> [Exercise brief] Swap every "pinpoint" in the rows below for "locate", change nothing else, and leave the pictures out of your answer.

===== Record excerpts =====

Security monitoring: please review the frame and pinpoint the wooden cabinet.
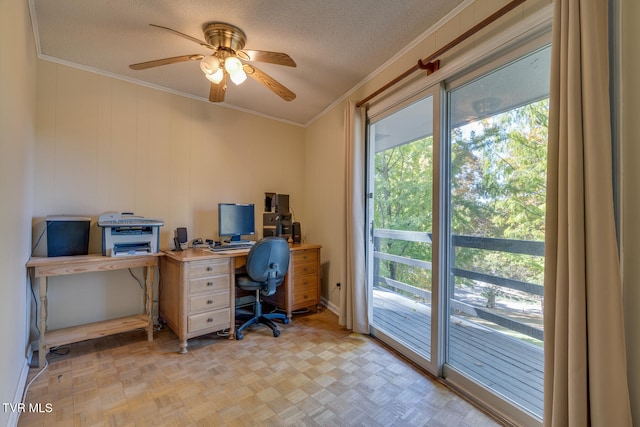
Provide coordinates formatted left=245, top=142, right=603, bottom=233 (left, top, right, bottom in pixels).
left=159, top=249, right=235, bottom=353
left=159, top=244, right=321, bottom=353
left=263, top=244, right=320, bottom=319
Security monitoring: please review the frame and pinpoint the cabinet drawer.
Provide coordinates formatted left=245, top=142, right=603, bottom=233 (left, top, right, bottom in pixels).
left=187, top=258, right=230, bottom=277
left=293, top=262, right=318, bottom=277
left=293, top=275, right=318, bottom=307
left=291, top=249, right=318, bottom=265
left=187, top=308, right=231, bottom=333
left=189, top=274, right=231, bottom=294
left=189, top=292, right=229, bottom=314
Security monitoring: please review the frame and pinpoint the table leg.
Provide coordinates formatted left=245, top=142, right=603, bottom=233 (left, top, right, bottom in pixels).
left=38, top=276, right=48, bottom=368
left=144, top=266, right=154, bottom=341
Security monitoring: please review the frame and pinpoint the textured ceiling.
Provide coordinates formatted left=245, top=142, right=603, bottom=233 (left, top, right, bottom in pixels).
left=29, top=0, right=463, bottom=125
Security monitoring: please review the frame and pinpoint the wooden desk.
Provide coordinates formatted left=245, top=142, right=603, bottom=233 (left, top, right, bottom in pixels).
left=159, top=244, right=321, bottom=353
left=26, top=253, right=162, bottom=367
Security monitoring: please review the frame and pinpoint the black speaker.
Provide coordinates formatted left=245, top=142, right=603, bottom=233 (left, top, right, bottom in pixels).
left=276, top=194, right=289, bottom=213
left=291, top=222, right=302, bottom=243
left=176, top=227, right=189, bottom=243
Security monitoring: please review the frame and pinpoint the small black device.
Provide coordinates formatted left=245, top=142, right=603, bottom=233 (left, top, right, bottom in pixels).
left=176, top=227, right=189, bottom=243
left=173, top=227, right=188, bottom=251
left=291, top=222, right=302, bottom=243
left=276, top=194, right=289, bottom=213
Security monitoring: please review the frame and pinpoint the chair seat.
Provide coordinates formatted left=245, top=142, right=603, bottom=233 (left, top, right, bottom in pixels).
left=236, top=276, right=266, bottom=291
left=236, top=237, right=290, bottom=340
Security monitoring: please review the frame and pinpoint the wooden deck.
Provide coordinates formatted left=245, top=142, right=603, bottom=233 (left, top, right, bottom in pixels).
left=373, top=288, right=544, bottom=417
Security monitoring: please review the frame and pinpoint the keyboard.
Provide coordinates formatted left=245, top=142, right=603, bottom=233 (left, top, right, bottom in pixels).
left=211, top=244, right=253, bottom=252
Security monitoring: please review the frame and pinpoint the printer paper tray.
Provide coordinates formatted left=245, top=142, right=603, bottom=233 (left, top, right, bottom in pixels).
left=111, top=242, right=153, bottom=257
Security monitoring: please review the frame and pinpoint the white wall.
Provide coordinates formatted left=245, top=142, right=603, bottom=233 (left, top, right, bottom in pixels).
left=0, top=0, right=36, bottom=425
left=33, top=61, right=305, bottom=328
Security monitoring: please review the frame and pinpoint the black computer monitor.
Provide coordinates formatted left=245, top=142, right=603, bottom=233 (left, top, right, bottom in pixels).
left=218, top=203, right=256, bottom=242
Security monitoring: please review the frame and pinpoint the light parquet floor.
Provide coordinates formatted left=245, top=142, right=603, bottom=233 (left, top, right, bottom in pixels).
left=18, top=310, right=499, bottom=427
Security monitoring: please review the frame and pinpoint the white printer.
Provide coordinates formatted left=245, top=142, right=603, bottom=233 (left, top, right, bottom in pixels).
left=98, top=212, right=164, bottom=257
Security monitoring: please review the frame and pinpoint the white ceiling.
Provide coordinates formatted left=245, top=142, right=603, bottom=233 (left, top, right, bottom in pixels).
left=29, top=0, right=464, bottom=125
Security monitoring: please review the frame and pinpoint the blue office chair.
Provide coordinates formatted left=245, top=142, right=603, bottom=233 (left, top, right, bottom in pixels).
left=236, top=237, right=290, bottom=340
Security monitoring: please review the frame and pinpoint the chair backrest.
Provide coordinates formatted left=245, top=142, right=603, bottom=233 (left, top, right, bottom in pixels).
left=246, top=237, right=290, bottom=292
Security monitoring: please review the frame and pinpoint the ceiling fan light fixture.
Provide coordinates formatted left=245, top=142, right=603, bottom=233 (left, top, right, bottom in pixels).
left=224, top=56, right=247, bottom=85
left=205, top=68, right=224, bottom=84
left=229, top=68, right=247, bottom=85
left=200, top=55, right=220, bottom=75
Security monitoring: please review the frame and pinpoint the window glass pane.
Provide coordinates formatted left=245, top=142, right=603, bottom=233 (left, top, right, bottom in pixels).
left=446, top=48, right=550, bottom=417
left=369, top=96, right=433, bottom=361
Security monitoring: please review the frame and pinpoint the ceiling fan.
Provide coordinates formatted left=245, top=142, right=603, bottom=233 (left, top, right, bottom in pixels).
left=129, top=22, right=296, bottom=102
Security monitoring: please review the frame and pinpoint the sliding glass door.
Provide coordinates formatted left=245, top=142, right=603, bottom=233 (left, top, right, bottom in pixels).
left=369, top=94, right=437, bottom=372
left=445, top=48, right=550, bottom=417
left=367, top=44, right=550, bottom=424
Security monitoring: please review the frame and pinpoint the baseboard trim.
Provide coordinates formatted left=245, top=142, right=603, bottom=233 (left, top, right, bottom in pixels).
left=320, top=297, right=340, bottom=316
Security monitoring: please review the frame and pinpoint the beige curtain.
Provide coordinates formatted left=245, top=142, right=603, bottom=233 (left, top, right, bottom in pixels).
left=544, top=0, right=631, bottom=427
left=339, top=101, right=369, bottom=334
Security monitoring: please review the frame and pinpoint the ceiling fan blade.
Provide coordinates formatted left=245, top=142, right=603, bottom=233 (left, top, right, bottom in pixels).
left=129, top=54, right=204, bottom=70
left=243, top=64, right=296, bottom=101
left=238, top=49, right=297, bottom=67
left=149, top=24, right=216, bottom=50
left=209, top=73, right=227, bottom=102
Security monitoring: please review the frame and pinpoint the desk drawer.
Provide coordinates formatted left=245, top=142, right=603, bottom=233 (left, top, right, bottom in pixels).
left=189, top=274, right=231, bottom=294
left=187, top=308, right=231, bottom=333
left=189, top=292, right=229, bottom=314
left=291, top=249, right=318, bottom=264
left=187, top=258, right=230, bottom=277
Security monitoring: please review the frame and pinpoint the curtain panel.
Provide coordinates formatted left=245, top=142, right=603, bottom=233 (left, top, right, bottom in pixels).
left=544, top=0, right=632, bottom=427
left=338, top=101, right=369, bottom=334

=====

> [Answer to the task]
Security monitoring: please review the frame and locate the wooden cabinet.
Provide coordinates formatted left=245, top=142, right=603, bottom=233 (left, top, right, bottom in pixels).
left=159, top=249, right=235, bottom=353
left=159, top=244, right=321, bottom=353
left=263, top=244, right=320, bottom=319
Security monitoring: please review the frame and locate the cabinet drawer.
Provide coordinates formatted left=245, top=142, right=603, bottom=233 (left, top, right, bottom in pixels).
left=187, top=258, right=230, bottom=277
left=293, top=262, right=318, bottom=277
left=293, top=275, right=318, bottom=307
left=291, top=249, right=318, bottom=265
left=187, top=308, right=231, bottom=333
left=189, top=274, right=231, bottom=294
left=189, top=292, right=229, bottom=314
Security monitoring: please review the frame and locate the table leg.
Provide coordinates formatted left=245, top=142, right=603, bottom=233 (left, top, right, bottom in pixels).
left=38, top=276, right=48, bottom=368
left=144, top=266, right=154, bottom=341
Security monitoring: please review the frame and locate the textured ceiling.
Provide coordinates formatted left=245, top=142, right=603, bottom=233 (left, top, right, bottom in pixels).
left=29, top=0, right=463, bottom=125
Security monitoring: please review the frame and locate the wooden desk.
Provide coordinates formatted left=245, top=142, right=603, bottom=233 (left, top, right, bottom in pixels).
left=159, top=244, right=321, bottom=353
left=26, top=253, right=162, bottom=367
Security monitoring: please review the frame and locate the black speaker.
Provide coordinates formatted left=245, top=142, right=603, bottom=233 (left, top, right, bottom in pixels).
left=276, top=194, right=289, bottom=213
left=291, top=222, right=302, bottom=243
left=176, top=227, right=189, bottom=243
Security monitoring: please review the frame and locate the small black device.
Provide coordinates formatted left=245, top=142, right=603, bottom=233 (left, top, right, bottom in pixels).
left=176, top=227, right=189, bottom=243
left=173, top=227, right=188, bottom=251
left=291, top=222, right=302, bottom=243
left=276, top=194, right=289, bottom=213
Security monitoring: please review the frame and locate the chair seat.
Provide coordinates formatted left=245, top=142, right=603, bottom=233 (left, top, right, bottom in pixels).
left=236, top=276, right=266, bottom=291
left=236, top=237, right=290, bottom=340
Security monitoring: please review the frame and locate the wooden deck.
Provide coordinates formatted left=245, top=142, right=603, bottom=233 (left, top, right, bottom in pixels).
left=373, top=288, right=544, bottom=417
Security monitoring: please review the frame and locate the keyboard.
Provide coordinates formatted left=245, top=142, right=603, bottom=233 (left, top, right, bottom in pixels).
left=211, top=244, right=253, bottom=252
Security monitoring: please review the frame and locate the printer paper tray.
Provide coordinates formatted left=245, top=142, right=603, bottom=233 (left, top, right, bottom in pixels).
left=111, top=242, right=153, bottom=257
Security monitoring: please review the frame and locate the white wall.
Provide coordinates formatted left=245, top=142, right=603, bottom=233 (left, top, right, bottom in pixels).
left=0, top=0, right=36, bottom=425
left=33, top=61, right=305, bottom=328
Security monitoring: please review the frame and locate the black computer monitor.
Provide coordinates formatted left=245, top=142, right=603, bottom=233 (left, top, right, bottom in pixels).
left=218, top=203, right=256, bottom=242
Security monitoring: please review the frame and locate the light parquet floor.
Provide coordinates formatted left=245, top=142, right=603, bottom=233 (left, top, right, bottom in pixels).
left=18, top=310, right=499, bottom=427
Security monitoring: please review the frame and locate the white printer.
Provide coordinates formatted left=245, top=142, right=603, bottom=233 (left, top, right, bottom in pixels).
left=98, top=212, right=164, bottom=257
Security monitoring: please review the frame and locate the white ceiling.
Provide coordinates formatted left=245, top=142, right=603, bottom=233 (left, top, right, bottom in pixels).
left=29, top=0, right=464, bottom=125
Security monitoring: please review the frame and locate the blue office chair.
Provide coordinates formatted left=245, top=142, right=603, bottom=233 (left, top, right, bottom in pixels).
left=236, top=237, right=290, bottom=340
Security monitoring: please review the frame and locate the chair backrest.
Provide coordinates formatted left=245, top=142, right=603, bottom=233 (left, top, right, bottom in pixels).
left=246, top=237, right=290, bottom=292
Security monitoring: please review the frame and locate the ceiling fan light fixture.
Provide coordinates formatted left=245, top=142, right=603, bottom=233 (left, top, right, bottom in pixels).
left=224, top=56, right=247, bottom=85
left=205, top=68, right=224, bottom=84
left=229, top=68, right=247, bottom=85
left=200, top=55, right=220, bottom=75
Security monitoring: please review the frame and locate the window glass pane.
Provide coordinates formatted left=245, top=142, right=603, bottom=233 (left, top, right, bottom in pixels).
left=446, top=48, right=550, bottom=417
left=369, top=96, right=433, bottom=361
Security monitoring: please review the frame and locate the ceiling fan.
Provide coordinates formatted left=245, top=142, right=603, bottom=233 (left, top, right, bottom in pixels).
left=129, top=22, right=296, bottom=102
Security monitoring: please review the frame and locate the sliding glass door.
Provide coordinates formatted left=245, top=142, right=603, bottom=233 (left, top, right, bottom in pixels).
left=369, top=94, right=437, bottom=372
left=445, top=48, right=550, bottom=417
left=367, top=44, right=550, bottom=424
Security monitoring: please review the frame and locate the baseboard trim.
Provide coordinates formatted left=245, top=142, right=603, bottom=233 (left, top, right, bottom in pixels).
left=320, top=297, right=340, bottom=316
Security monitoring: please review the frame and locate the beige curtain.
Provide coordinates formatted left=245, top=142, right=603, bottom=233 (left, top, right, bottom in pixels).
left=544, top=0, right=631, bottom=427
left=339, top=101, right=369, bottom=334
Security monitoring: please review the frame and locate the ceiling fan blade.
Provide coordinates formatted left=245, top=142, right=603, bottom=233 (left, top, right, bottom in pixels).
left=129, top=54, right=204, bottom=70
left=243, top=64, right=296, bottom=101
left=238, top=49, right=297, bottom=67
left=149, top=24, right=216, bottom=50
left=209, top=73, right=227, bottom=102
Security monitoring: please review the frame and locate the desk drawer.
Provide coordinates formatted left=245, top=142, right=603, bottom=233 (left, top, right, bottom in pixels).
left=189, top=274, right=231, bottom=294
left=187, top=308, right=231, bottom=333
left=189, top=292, right=229, bottom=314
left=291, top=249, right=318, bottom=264
left=187, top=258, right=230, bottom=277
Security monitoring: please review the frame and locate the curtain panel.
Provide coordinates formatted left=245, top=142, right=603, bottom=233 (left, top, right, bottom in pixels).
left=544, top=0, right=632, bottom=427
left=338, top=101, right=369, bottom=334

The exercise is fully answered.